(Passage given)
# Help with Unimate 1 lathe.



## lazyjohn (Mar 3, 2011)

I recently bought a nearly unused, 'Unimate 1 Classic' combi-lathe at auction. One third the price of a new one.

We live in a small retirement flat and my kitchen doubles as my workshop, so no chance of any type of fixed machines or machine shop.

Having routinely worked to 1/100 mm during my days developing batteries for Eveready, I am well aware of the shortcomings of this type of machine as far as metal engineering work goes.

I plan to do model making, mainly with wood, plastic and soft metal and would be very grateful for comments please.

What sort of accuracy can I expect to get?

Any tips on reducing backlash?

What is the most useful add on tool I can make?


----------



## Shipbuilder (Jun 30, 2005)

I suppose it depends on whether you are going to make working models such as small engines, or just something to look at. I have used a Unimat SL for over 35 years and found it excellent. But I mainly make things just to look at. I find it of great assistance to use only drill chucks, one at each end. As the lathe is small, I find the drill chuck has advantages of the standard type where jaws stick out of the rim. I would occasionally catch my finder on the projecting jaws that was always painful and could result in a broken nail, but nothing too serious. If I occasionally accidentally touch the drill chuck, I survive the encounter undamaged. I know you should take care not to touch it when in use, but very occasionally, it does happen over the years! Occasionally, I have made thgings that need to work and found the lathe OK. But it is the only lathe I have ever used, so I really don't know any better.
Spare parts can still be obtained via Ebay, usually from the USA.
It can be turned int a drill press, but years ago, I found it too much trouble to change it and got a separate one. There is also a circular saw attachment, but I haven't got one.
I fitted a removable pointer to above the main chuck with the pointer hovering close above the key notches in the chuck. With the lathe disconnected from the power, I use the notches as a simple dividing head for marking small pieces of work.
For woodworking, I swing the tool post right round, laying the long shaft of the metalworking tool alongside the work for use as a tool rest.
Bob


----------



## lazyjohn (Mar 3, 2011)

Thanks shipbuilder, 
I will be making static models. I suspect I won't reach your standard though.

Fortunately the machine comes with 3 & 4 jaw chucks, wood turning face plates, rolling centres and tools to match. Everything suplied in a fitted box 16"x18"x8". Very small but perfectly formed.

I like your advice and have now ordered an extra drill chuck. I particularly like the dividing head idea.

Once again, many thanks!


----------



## Trevane (Mar 30, 2008)

(Coordinate annotation records)
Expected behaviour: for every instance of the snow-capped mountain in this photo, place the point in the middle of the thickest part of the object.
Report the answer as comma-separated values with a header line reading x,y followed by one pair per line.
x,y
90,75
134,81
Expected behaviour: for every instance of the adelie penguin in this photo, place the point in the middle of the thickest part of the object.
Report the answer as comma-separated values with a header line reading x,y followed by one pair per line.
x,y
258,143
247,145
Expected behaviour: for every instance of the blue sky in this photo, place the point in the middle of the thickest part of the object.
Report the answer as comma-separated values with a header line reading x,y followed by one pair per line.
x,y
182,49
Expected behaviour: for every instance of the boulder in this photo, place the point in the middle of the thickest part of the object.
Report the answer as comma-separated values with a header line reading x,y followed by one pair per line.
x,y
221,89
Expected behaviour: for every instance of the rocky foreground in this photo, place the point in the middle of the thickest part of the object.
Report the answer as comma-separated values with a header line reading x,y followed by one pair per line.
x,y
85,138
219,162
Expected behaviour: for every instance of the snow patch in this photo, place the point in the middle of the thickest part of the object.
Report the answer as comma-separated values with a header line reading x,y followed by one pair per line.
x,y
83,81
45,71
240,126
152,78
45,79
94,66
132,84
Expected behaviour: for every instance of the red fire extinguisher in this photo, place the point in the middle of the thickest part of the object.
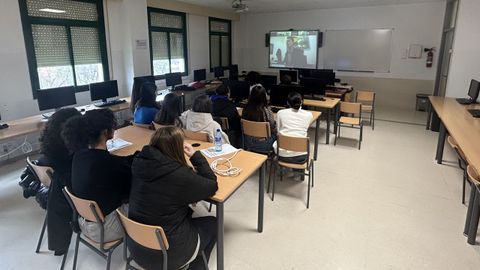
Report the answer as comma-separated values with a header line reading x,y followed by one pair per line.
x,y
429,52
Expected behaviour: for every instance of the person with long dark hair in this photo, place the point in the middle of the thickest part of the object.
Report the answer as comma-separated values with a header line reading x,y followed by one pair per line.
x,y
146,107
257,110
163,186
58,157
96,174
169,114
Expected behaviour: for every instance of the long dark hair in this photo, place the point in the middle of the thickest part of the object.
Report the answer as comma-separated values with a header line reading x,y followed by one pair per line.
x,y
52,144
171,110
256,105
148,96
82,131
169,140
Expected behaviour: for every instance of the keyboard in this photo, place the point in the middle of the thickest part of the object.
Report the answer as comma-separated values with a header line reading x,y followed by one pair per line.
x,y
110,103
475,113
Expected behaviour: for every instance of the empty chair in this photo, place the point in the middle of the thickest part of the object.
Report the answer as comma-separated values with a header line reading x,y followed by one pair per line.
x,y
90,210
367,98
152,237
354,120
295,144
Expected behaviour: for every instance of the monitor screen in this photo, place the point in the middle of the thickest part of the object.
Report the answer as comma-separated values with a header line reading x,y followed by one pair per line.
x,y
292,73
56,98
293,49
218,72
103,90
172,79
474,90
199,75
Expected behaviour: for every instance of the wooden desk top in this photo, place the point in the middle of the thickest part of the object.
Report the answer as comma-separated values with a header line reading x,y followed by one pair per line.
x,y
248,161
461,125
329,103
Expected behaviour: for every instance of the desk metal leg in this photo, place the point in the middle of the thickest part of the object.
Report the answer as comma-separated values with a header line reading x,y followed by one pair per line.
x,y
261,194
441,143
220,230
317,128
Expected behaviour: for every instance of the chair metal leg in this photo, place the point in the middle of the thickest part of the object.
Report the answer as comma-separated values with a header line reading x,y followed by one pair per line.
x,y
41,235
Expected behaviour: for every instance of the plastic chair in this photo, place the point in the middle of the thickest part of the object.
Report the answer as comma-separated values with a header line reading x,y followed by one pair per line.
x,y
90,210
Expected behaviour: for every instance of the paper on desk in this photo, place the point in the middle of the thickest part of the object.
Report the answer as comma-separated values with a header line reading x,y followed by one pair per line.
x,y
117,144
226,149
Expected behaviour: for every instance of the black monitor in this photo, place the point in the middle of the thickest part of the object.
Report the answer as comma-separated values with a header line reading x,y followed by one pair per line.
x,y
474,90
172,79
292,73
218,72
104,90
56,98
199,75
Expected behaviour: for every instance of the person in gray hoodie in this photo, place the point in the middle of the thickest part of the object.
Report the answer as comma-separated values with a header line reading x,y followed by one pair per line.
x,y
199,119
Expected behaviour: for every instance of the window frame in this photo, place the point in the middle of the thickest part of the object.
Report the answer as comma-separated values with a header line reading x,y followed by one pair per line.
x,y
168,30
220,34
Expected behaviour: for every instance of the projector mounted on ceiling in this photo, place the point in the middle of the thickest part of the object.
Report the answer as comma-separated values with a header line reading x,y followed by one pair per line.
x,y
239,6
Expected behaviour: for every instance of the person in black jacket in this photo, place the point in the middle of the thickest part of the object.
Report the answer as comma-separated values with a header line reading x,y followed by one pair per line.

(Written request)
Write what comes next in the forum thread about the Unimate lathe, starting right after its last line. The entries were drawn from a source separate from the lathe thread.

(The response)
Hello "lazyjohn",
Congratulations on getting a Unimat 1, I've had a Unimat SL for about 35 years.
They are a great aid for modellers, but like so many items they do come with a learning curve.
There is a fine Unimate forum of knowledgable and helpful people at [email protected]

You ask "What sort of accuracy can I get?". That probably depends more on you than on the machine. 1/100 mm is more accurate than most items require except for example, a sliding fit of two parts.
A 1/100th mm cut, often referred to as "A gnats whisker" just needs a bit of care, a correctly set sharp tool, and a delicate touch.

What is the most useful add-on tool depends quite a lot on what you need to do and how often you think you will need to do it.

There are few real shortcomings with this machine beyond its size. Just don't expect to remove metal at a high rate. It is a hobbyist's machine, not a commercial workshop money maker.

Machining plastics requires a sharp tool with a good amount of top rake (correctly set of course) and low revs. You need to cut the plastic, not melt it into a soft blob. 
Trevor


----------



## richsemc (Oct 26, 2011)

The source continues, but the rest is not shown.